**SOURCE DOCUMENT:**
▬▬▬▬▬▬▬▬▬▬

This option is not compatible with categorical variable(s).
'rowInSepCol':
Statistics are included in different rows, but in a separated column than the rowVar variable(s)

landscape

(flextable output) Logical, if TRUE the file is in landscape format.
By default: FALSE if style is 'report' and TRUE if style is 'presentation'.

margin

(flextable output) Margin in the document in inches (1 by default). This is used to specify the width of the table, from: [pageDim[1] - 2 * margin].

rowPadBase

(flextable output) Base padding for row (in points), 14.4 by default (corresponds to 0.2 inches)

title

Character vector with title(s) for the table. Set to NULL (by default) if no title should be included. If multiple are specified, specified for each element of byVar (in order of the levels).

footer

(flextable output) Character vector with footer(s) for the table. Set to NULL (by default) if no footer should be included.

▬▬▬▬▬▬▬▬▬▬

**RAW DATA:**

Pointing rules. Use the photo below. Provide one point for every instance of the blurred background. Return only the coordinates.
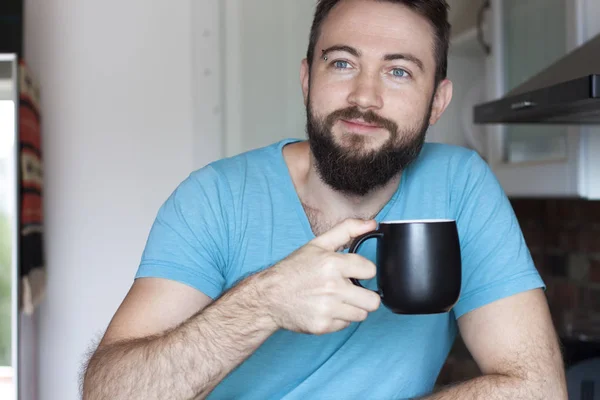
(107, 105)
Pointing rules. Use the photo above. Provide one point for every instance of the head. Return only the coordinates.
(374, 79)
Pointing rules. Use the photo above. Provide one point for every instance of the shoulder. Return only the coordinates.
(457, 165)
(436, 154)
(236, 169)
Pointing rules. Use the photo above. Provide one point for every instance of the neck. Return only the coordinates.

▬▬▬▬▬▬▬▬▬▬

**INSTRUCTIONS FOR THE TASK:** Retype the table-option documentation from "(flextable output) Logical, if" up to and including "of the levels).".

**FULL OUTPUT:**
(flextable output) Logical, if TRUE the file is in landscape format.
By default: FALSE if style is 'report' and TRUE if style is 'presentation'.

margin

(flextable output) Margin in the document in inches (1 by default). This is used to specify the width of the table, from: [pageDim[1] - 2 * margin].

rowPadBase

(flextable output) Base padding for row (in points), 14.4 by default (corresponds to 0.2 inches)

title

Character vector with title(s) for the table. Set to NULL (by default) if no title should be included. If multiple are specified, specified for each element of byVar (in order of the levels).